(begin)

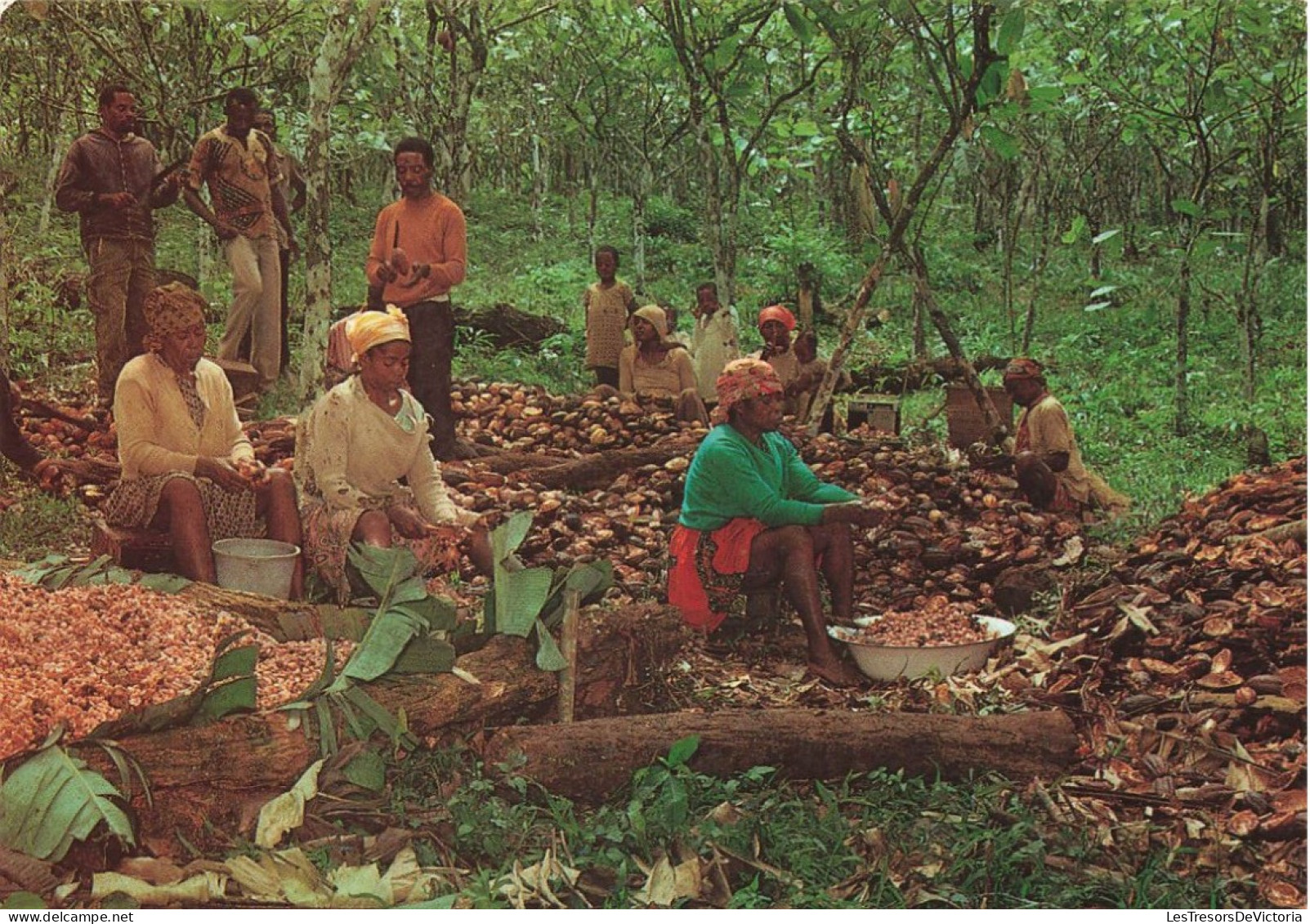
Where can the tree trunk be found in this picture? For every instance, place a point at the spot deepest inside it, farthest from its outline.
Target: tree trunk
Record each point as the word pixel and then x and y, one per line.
pixel 943 326
pixel 56 158
pixel 593 759
pixel 921 373
pixel 217 776
pixel 347 32
pixel 508 326
pixel 1181 319
pixel 807 292
pixel 7 257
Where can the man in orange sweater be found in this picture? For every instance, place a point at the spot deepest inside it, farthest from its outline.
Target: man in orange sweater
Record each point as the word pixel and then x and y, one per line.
pixel 418 256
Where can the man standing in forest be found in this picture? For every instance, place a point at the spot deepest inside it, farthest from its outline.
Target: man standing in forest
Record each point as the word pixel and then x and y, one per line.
pixel 240 167
pixel 293 194
pixel 418 256
pixel 113 178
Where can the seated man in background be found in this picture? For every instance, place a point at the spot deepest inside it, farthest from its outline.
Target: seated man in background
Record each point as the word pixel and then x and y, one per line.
pixel 1047 462
pixel 655 367
pixel 753 515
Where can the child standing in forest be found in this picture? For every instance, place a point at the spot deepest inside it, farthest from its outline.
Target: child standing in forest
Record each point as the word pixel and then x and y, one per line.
pixel 608 306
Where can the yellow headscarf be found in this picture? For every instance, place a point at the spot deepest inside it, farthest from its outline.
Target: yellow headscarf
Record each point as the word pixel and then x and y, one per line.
pixel 654 315
pixel 373 328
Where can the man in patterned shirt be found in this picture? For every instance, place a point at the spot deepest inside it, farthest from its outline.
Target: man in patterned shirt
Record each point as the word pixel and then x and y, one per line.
pixel 240 167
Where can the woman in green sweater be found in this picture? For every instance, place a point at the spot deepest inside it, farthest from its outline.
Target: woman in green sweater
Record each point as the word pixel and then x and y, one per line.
pixel 755 515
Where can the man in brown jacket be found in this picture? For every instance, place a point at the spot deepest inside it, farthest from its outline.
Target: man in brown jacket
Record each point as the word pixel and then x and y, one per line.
pixel 113 178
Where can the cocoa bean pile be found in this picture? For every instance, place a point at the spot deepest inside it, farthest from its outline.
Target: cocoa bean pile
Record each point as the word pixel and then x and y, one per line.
pixel 953 530
pixel 940 622
pixel 521 417
pixel 1187 672
pixel 84 656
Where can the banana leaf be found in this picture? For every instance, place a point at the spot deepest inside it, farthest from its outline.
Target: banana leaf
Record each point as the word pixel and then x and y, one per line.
pixel 52 800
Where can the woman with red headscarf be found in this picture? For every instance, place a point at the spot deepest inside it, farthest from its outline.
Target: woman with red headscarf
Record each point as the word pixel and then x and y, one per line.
pixel 755 515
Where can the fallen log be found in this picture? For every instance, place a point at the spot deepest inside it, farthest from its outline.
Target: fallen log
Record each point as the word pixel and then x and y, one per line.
pixel 599 470
pixel 592 759
pixel 1292 530
pixel 210 782
pixel 13 444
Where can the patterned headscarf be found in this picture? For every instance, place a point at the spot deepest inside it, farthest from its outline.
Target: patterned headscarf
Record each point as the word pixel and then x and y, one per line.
pixel 171 309
pixel 778 313
pixel 743 380
pixel 1025 368
pixel 373 328
pixel 655 315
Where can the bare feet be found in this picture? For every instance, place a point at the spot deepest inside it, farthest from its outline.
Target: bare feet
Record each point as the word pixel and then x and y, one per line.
pixel 838 673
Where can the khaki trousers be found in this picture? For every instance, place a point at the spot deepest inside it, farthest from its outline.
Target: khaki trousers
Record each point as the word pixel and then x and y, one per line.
pixel 122 274
pixel 256 306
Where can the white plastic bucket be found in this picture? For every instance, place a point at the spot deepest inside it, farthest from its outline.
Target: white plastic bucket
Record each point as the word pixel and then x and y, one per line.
pixel 256 565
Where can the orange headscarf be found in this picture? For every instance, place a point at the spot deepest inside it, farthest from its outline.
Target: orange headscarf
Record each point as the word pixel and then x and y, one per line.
pixel 778 313
pixel 171 309
pixel 743 380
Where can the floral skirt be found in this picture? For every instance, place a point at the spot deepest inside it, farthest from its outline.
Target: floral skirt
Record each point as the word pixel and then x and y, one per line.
pixel 228 515
pixel 706 569
pixel 328 538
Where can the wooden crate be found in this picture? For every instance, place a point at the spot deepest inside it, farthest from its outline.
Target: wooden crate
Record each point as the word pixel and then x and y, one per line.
pixel 881 413
pixel 964 423
pixel 138 549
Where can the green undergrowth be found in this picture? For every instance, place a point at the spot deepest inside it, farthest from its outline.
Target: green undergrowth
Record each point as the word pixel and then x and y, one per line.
pixel 38 524
pixel 874 839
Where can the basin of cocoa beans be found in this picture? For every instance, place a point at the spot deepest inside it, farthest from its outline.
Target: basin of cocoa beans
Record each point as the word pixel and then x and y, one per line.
pixel 958 645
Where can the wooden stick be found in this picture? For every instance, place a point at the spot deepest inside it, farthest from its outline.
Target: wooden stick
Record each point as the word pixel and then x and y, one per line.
pixel 569 647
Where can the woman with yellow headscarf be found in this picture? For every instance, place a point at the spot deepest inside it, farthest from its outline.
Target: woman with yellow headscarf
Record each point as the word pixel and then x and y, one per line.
pixel 360 440
pixel 188 467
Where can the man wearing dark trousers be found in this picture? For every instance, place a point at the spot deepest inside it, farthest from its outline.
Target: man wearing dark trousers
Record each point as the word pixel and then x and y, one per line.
pixel 293 194
pixel 418 256
pixel 113 178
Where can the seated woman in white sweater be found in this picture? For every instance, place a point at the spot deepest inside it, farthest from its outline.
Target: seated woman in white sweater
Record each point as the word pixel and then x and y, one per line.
pixel 188 467
pixel 360 440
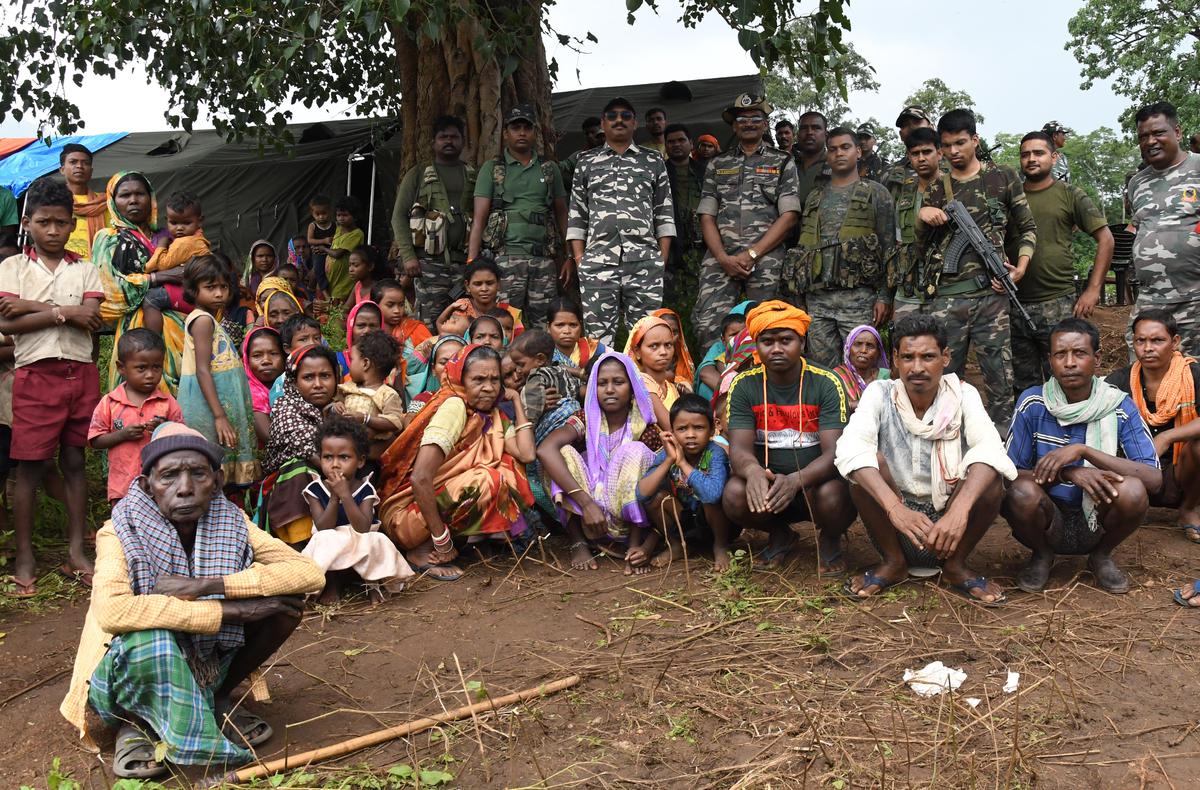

(end)

Copy every row above word for word, leaving out the pictures.

Where can the tree trunk be found in this picture? For every instance, place a point at the spot deepest inside it, farthest from its outline.
Target: tree trunk
Record each point as the word pixel and then x and y, one per line.
pixel 943 326
pixel 56 158
pixel 593 759
pixel 921 373
pixel 217 776
pixel 347 32
pixel 508 326
pixel 1181 319
pixel 807 292
pixel 7 257
Where can the man in orange sweater be found in this picture? For every instance, place a point at the spot deepest inside it, farthest from its outline.
Target: man in orange sweater
Record each point as the word pixel and then x and y, one per line.
pixel 418 256
Where can the man standing in forest be found in this picture? For every instance, place a point at the spot deepest inside it, farthest from its outline.
Target: man standing in forest
Record each point as the word pixel and then x and y, one per line.
pixel 240 167
pixel 293 194
pixel 418 256
pixel 113 178
Where can the seated man in background be found in this picture? For every instance, place a point at the spot deepest inside it, farthest from its outline.
Target: seated man in background
Record each point as the word pixel and then x and y, one per line.
pixel 1047 462
pixel 655 367
pixel 753 515
Where can the child standing in forest be found in this picture? For every instance, place a point at the spot deepest inside it, farthest from its outline.
Target: child standing in forest
Record each point as the word pixel and then x and y, one per line.
pixel 608 306
Where can the yellow headscarf be found in this picture? For every instance, place a point at the spot deepest inside it, farthest from its outline.
Target: yellow headscarf
Record each point as the word pixel and then x and y, one per line.
pixel 654 315
pixel 373 328
Where can the man in patterned shirt be found in this picture? For every instance, place a point at the spot deepest inside it, farthest from its outline.
Target: man in patterned shirt
Record each point as the word pixel and then x and y, one per line.
pixel 240 167
Where can the woman in green sweater be found in this picture? For every instance, place a point at the spot deepest inside it, farthest from its outline.
Target: woman in green sweater
Record each point as the word pixel and then x and y, one per line.
pixel 755 515
Where can the man in brown jacket be found in this picture? For every instance, place a point at the spot deepest inside it, farthest from its outline.
Target: man in brown jacket
Record each point as the word pixel and then x and y, one per line.
pixel 113 178
Where can the cocoa bean pile be found in this picture? For every instance, place a point at the spot deepest inside it, farthest from its outline.
Target: cocoa bean pile
Record each point as the word pixel and then x and y, one per line.
pixel 953 530
pixel 940 622
pixel 521 417
pixel 1187 672
pixel 84 656
Where can the banana leaf be found in this picture? For every instance, place a point at the spot deepest inside it, farthest from its outline.
Target: banana leaf
Record each point as the word pixel and then x and y, one per line.
pixel 52 800
Where can the woman with red headscarf be found in this picture? For every instance, place a point at the spot deepest inside it, farthest from its outline.
Target: woman with red headscarf
Record each point as the word pixel and then x and y, one per line.
pixel 755 515
Where can the fallen log be found in this picture? For every instance, place a point at the spot deepest inside it, farthest from its outline.
Target: fallen log
Record each point as the word pixel and then x and y, one per line.
pixel 599 470
pixel 592 759
pixel 1292 530
pixel 210 782
pixel 13 444
Where can the patterned headscarf be found in this picture? For every instance, place a point at the spot deepest inside it, farthest from its outline.
Target: patterned headscarf
Record each point as the word pixel and then x and y, one per line.
pixel 171 309
pixel 778 313
pixel 743 380
pixel 1025 368
pixel 373 328
pixel 655 315
Where can the bare feet be found in this picture? For every instance, place a point at the spot deepest inside it, farthest from its outline.
Target: bare feet
Record each point as the word pixel and then x and y, one per line.
pixel 838 673
Where can the khaki trousers be found in this picture? For every instance, place a point at the spot deepest inside it, farthest from its outline.
Target: khaki trousers
Record each point as the word pixel and then x and y, one per line.
pixel 122 274
pixel 256 306
Where can the white plastic bucket be found in this picture? For every instance, place a point at the spot deepest inside it, farthest from its outline.
Target: white plastic bucket
Record each point as the word pixel and then x and y, one per line.
pixel 256 565
Where can the orange headscarf be found in this picture? For every instance, place a point at the spot deepest inside it, farthest from its outline.
Target: orange headscarf
Record each point as the word pixel and then x and y, one per line.
pixel 778 313
pixel 171 309
pixel 743 380
Where can the floral skirt be found in this picture? For every instance, place a point at the spot deepest inside it, farthest from its outline.
Target: floral skirt
Record each point as the word pixel and then x and y, one per line.
pixel 228 515
pixel 706 569
pixel 328 538
Where can the wooden crate be found in this picture? For every instance, place a point at the spot deepest inside it, farthest from its outline.
Target: wooden crate
Record each point as the word pixel and then x and y, one per line.
pixel 881 413
pixel 964 423
pixel 138 549
Where can the green undergrowth be found in this picture? For every instance, place a point at the spot deepest inside it, farthest from its outline.
Target: green undergrowth
Record each point as the word pixel and then x and y, one per line.
pixel 38 524
pixel 874 839
Where can the basin of cocoa beans be found in this picture? For every instance, place a point at the spot deepest inside it, farthest from its outline.
Target: basin of cocoa beans
Record each point as the word pixel and then x and y, one per line.
pixel 958 645
Where can the wooden stick be found in this picture? For every instance, place a point at the spot deepest inside it, farthest from its outline.
Target: wooden stick
Record each point as the word pixel and then x and y, one per line.
pixel 569 647
Where can the woman with yellow headscarf be found in this picture? For every instance, place a point at the spot deepest inside it, farthest from its outline.
Target: woman with yellow headscarf
Record each point as the word pixel and then x and y, one per line.
pixel 360 440
pixel 188 467
Where can the man wearing dark trousers be found in this picture? For every instance, place a point at the spot deepest inside it, farthest from its outline.
Target: man wearing dark trousers
Record each point as the word pixel and then x and y, one per line.
pixel 293 194
pixel 418 256
pixel 113 178
Where can the seated woman in white sweater be found in this picture? For every instance, place a point at the spot deepest inside it, farthest from its outline.
Target: seated woman in white sweater
Record each point as the word pixel and then x and y, one per line.
pixel 188 467
pixel 360 440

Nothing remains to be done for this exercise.